[begin DOCUMENT EXTRACT]

Skip site navigation (1)Skip section navigation (2)
Date:      Tue, 06 Feb 2001 20:59:54 -0800 (PST)
From:      John Baldwin <jhb@FreeBSD.org>
To:        Jim Bloom <bloom@acm.org>
Cc:        current@FreeBSD.org
Subject:   Re: Kernel Panic from Yesterday's CVSup
Message-ID:  <XFMail.010206205954.jhb@FreeBSD.org>
In-Reply-To: <3A80B43B.659DCED5@acm.org>

next in thread | previous in thread | raw e-mail | index | archive | help

On 07-Feb-01 Jim Bloom wrote:
> John Baldwin wrote:
>> 
>> On 06-Feb-01 Jim Bloom wrote:
>> > Which kernel do you want me to try this with?  I have tried two
>> > different kernels with two different errors.  (Both have been sent at
>> > different times in the past couple days.)  The registers listed here
>> > from the second kernel (with WITNESS, INVARIANTS, INVARIANT_SUPPORT,
>> > MUTEX_DEBUG).  As such the addresses disagree (sw1b has 8 more bytes for
>> > invariants), but the text segment was correct.
>> 
>> You'll have to turn off WITNESS to get it to die in cpu_switch(), but you'll
>> want to leave the others on for now.
> 
> I turned off WITNESS and still received the mutex error.  A little
> reading of the code showed that mutex assertions are inclued with ifdef
> INVARIANTS.
> 
>> 
>> > Without debug, I get the trap 9.  With debug, I get a trap 12
>> > immediately followed by a panic with mutex shced lock recursion.
>> >
>> > I rebuilt the kernel with out the debugging and check the state of
>> > things.  The code is correct and the esi register had the expected
>> > value.
>> 
>> Hmmmmmmmm.  Ok, try with debugging minus WITNESS (and you don't want
>> MUTEX_DEBUG, that slows things down a _lot_).  Then see if %esi is
>> still 0x100 instead of 0x20.  If so, then check the instructions to make
>> sure
>> they aren't hosed.

[end DOCUMENT EXTRACT]
[begin RECORD EXCERPTS]

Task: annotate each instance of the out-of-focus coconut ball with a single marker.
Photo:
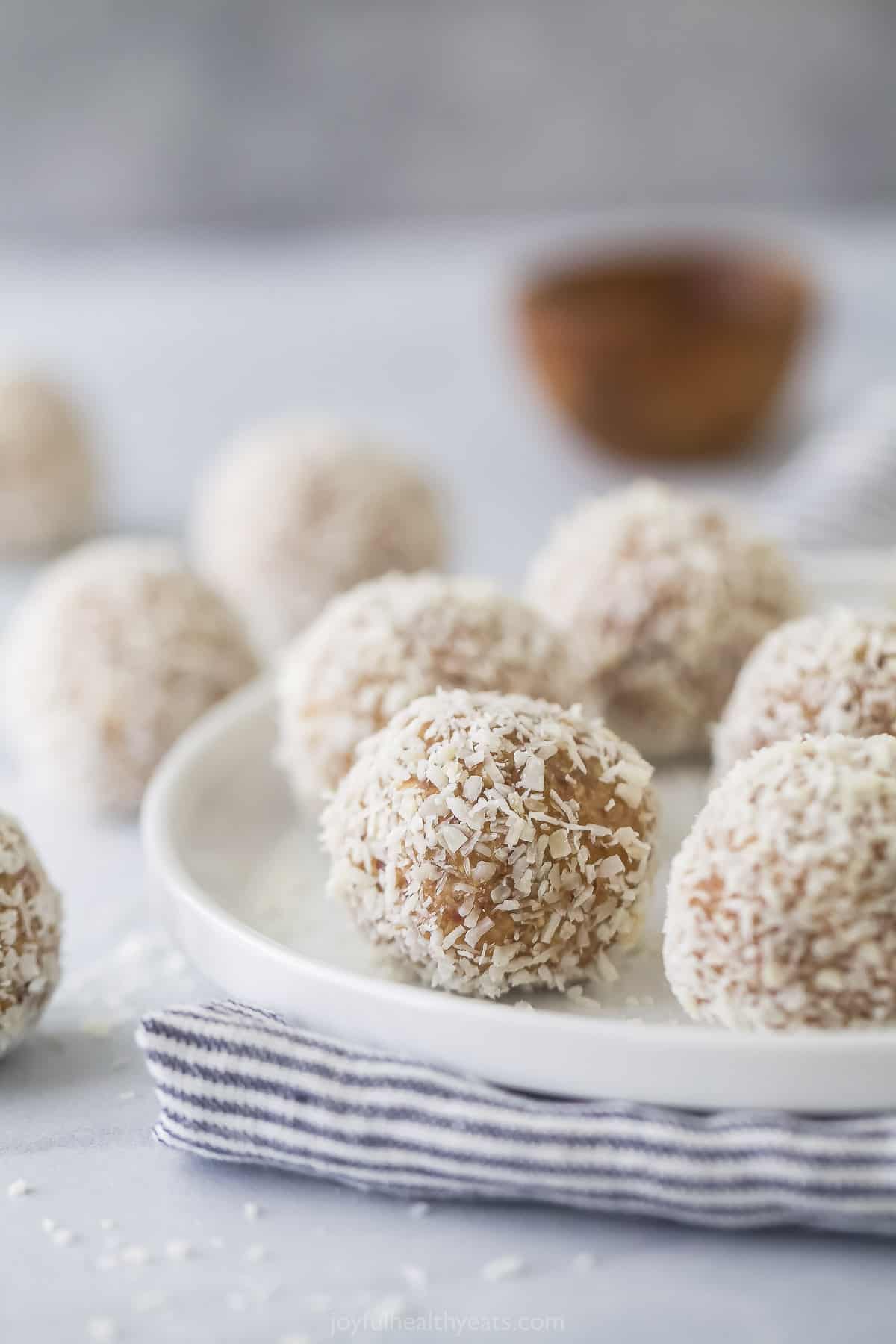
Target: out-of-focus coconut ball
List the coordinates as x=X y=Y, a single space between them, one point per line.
x=782 y=900
x=299 y=511
x=47 y=470
x=494 y=841
x=820 y=675
x=30 y=933
x=662 y=597
x=386 y=643
x=114 y=651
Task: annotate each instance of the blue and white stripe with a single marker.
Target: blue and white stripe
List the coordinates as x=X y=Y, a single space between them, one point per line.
x=237 y=1083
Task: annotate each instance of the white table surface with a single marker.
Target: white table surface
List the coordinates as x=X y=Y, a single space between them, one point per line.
x=175 y=347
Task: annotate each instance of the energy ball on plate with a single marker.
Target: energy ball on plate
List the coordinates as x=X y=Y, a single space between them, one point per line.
x=782 y=900
x=494 y=841
x=47 y=473
x=30 y=932
x=299 y=511
x=821 y=675
x=382 y=645
x=662 y=597
x=114 y=651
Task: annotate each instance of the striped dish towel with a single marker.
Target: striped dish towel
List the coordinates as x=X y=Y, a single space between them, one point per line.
x=240 y=1085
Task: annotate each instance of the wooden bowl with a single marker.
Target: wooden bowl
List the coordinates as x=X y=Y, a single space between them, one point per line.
x=667 y=355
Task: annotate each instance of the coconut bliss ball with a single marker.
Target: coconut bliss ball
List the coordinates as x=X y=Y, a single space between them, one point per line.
x=782 y=900
x=114 y=651
x=300 y=511
x=821 y=675
x=662 y=597
x=383 y=644
x=30 y=933
x=494 y=841
x=47 y=473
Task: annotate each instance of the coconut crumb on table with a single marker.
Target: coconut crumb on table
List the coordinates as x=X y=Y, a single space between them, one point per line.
x=504 y=1266
x=102 y=1330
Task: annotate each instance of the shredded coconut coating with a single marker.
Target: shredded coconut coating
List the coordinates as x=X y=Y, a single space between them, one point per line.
x=30 y=933
x=382 y=645
x=662 y=597
x=494 y=841
x=47 y=472
x=114 y=651
x=300 y=511
x=821 y=675
x=782 y=900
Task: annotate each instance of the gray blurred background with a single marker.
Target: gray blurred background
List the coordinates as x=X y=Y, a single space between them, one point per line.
x=132 y=114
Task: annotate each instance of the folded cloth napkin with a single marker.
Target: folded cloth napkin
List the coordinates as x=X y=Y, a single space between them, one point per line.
x=240 y=1085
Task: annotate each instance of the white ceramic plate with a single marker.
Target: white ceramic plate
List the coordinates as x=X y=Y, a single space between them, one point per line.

[end RECORD EXCERPTS]

◆ **DIRECTION A**
In the mailing-list message, which option did John Baldwin say must be turned off to get it to die in cpu_switch()?
◆ **DIRECTION B**
Quote the mailing-list message word for word, starting at "next in thread" and ending at "segment was correct.".
The rows have no connection to the mailing-list message.

◆ **WRITTEN ANSWER A**
WITNESS

◆ **WRITTEN ANSWER B**
next in thread | previous in thread | raw e-mail | index | archive | help

On 07-Feb-01 Jim Bloom wrote:
> John Baldwin wrote:
>> 
>> On 06-Feb-01 Jim Bloom wrote:
>> > Which kernel do you want me to try this with?  I have tried two
>> > different kernels with two different errors.  (Both have been sent at
>> > different times in the past couple days.)  The registers listed here
>> > from the second kernel (with WITNESS, INVARIANTS, INVARIANT_SUPPORT,
>> > MUTEX_DEBUG).  As such the addresses disagree (sw1b has 8 more bytes for
>> > invariants), but the text segment was correct.